_DOCUMENT TEXT_
===============
Demo 0: Example and usage¶

In order to make things simple the following rules have been followed during development:

deel-lip follows the keras package structure.
All elements (layers, activations, initializers, ...) are compatible with standard the keras elements.
When a k-Lipschitz layer overrides a standard keras layer, it uses the same interface and the same parameters. The only difference is a new parameter to control the Lipschitz constant of a layer.

Which layers are safe to use?¶

The following table indicates which layers are safe to use in a Lipshitz network, and which are not.

layer	1-lip?	deel-lip equivalent	comments
`Dense`	no	`SpectralDense` `FrobeniusDense`	`SpectralDense` and `FrobeniusDense` are similar when there is a single output.
`Conv2D`	no	`SpectralConv2D` `FrobeniusConv2D`	`SpectralConv2D` also implements Björck normalization.
`MaxPooling` `GlobalMaxPooling`	yes	n/a
`AveragePooling2D` `GlobalAveragePooling2D`	no	`ScaledAveragePooling2D` `ScaledGlobalAveragePooling2D`	The lipschitz constant is bounded by `sqrt(pool_h * pool_h)`.
`Flatten`	yes	n/a
`Dropout`	no	None	The lipschitz constant is bounded by the dropout factor.
`BatchNormalization`	no	None	We suspect that layer normalization already limits internal covariate shift.

Design tips¶

Designing lipschitz networks requires a careful design in order to avoid vanishing/exploding gradient problems.

Choosing pooling layers:

layer	advantages	disadvantages
`ScaledAveragePooling2D` and `MaxPooling2D`	very similar to original implementation (just add a scaling factor for avg).	not norm preserving nor gradient norm preserving.
`InvertibleDownSampling`	norm preserving and gradient norm preserving.	increases the number of channels (and the number of parameters of the next layer).
`ScaledL2NormPooling2D` (sqrt(avgpool(x2)))	norm preserving.	lower numerical stability of the gradient when inputs are close to zero.

Choosing activations:

layer	advantages	disadvantages
`ReLU`		create a strong vanishing gradient effect. If you manage to learn with it, please call 911.
`MaxMin` (stack([ReLU(x), ReLU(-x)]))	have similar properties to ReLU, but is norm and gradient norm preserving	double the number of outputs
`GroupSort`	Input and GradientNorm preserving. Also limit the need of biases (as it is shift invariant).	more computationally expensive, (when its parameter n is large)

Please note that when learning with the HKR_loss and HKR_multiclass_loss, no activation is required on the last layer.

How to use it ?¶

Here is an example of 1-lipschitz network trained on MNIST:

from deel.lip.layers import (
    SpectralDense,
    SpectralConv2D,
    ScaledL2NormPooling2D,
    FrobeniusDense,
)
===============
Object point labels:
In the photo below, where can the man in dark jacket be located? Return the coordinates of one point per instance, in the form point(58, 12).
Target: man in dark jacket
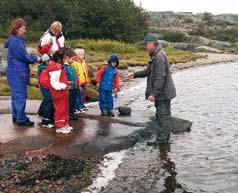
point(160, 88)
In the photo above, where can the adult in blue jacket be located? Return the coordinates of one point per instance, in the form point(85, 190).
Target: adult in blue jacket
point(18, 71)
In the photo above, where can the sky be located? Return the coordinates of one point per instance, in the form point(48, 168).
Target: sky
point(195, 6)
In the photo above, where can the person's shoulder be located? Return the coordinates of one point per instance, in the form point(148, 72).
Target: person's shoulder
point(53, 66)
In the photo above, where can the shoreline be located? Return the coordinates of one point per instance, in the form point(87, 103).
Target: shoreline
point(211, 59)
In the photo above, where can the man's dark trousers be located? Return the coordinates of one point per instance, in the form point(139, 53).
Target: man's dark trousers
point(163, 115)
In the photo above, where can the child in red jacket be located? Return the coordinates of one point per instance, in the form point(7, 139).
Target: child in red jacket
point(59, 90)
point(108, 79)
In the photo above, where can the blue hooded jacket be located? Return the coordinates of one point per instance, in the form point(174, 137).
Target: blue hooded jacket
point(18, 59)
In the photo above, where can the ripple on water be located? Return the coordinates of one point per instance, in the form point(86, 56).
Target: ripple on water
point(206, 158)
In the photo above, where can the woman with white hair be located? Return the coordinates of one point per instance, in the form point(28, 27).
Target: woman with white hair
point(52, 40)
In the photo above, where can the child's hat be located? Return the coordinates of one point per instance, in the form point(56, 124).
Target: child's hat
point(114, 58)
point(45, 57)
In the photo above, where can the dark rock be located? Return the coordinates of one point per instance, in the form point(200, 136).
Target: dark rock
point(124, 110)
point(5, 172)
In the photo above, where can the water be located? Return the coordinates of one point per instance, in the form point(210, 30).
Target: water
point(207, 158)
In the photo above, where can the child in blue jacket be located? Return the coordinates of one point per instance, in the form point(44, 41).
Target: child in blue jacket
point(108, 79)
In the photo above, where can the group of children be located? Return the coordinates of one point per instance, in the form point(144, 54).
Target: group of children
point(63, 78)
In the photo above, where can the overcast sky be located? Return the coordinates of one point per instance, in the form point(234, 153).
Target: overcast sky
point(195, 6)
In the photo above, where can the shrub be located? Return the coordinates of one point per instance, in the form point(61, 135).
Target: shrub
point(104, 45)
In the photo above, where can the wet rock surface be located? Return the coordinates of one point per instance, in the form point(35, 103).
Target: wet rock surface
point(145, 170)
point(20, 173)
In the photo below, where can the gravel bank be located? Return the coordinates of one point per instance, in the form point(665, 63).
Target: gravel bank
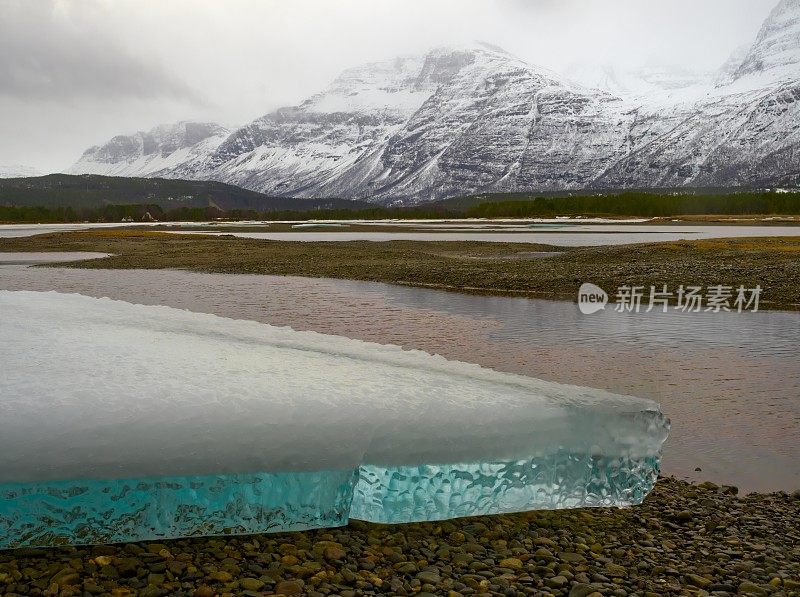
point(684, 540)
===============
_INSTRUCTIONS_
**A.** In the deel-lip documentation, what is the only difference when a k-Lipschitz layer overrides a standard keras layer?
**B.** Write what comes next in the deel-lip documentation, picking up right after the last line shown.

_TASK ANSWERS_
**A.** It adds a new parameter to control the Lipschitz constant of the layer.

**B.**
from deel.lip.model import Sequential
from deel.lip.activations import GroupSort
from deel.lip.losses import MulticlassHKR, MulticlassKR
from tensorflow.keras.layers import Input, Flatten
from tensorflow.keras.optimizers import Adam
from tensorflow.keras.datasets import mnist
from tensorflow.keras.utils import to_categorical
import numpy as np

# Sequential (resp Model) from deel.model has the same properties as any lipschitz model.
# It act only as a container, with features specific to lipschitz
# functions (condensation, vanilla_exportation...) but The layers are fully compatible
# with the tf.keras.model.Sequential/Model
model = Sequential(
    [
        Input(shape=(28, 28, 1)),
        # Lipschitz layers preserve the API of their superclass ( here Conv2D )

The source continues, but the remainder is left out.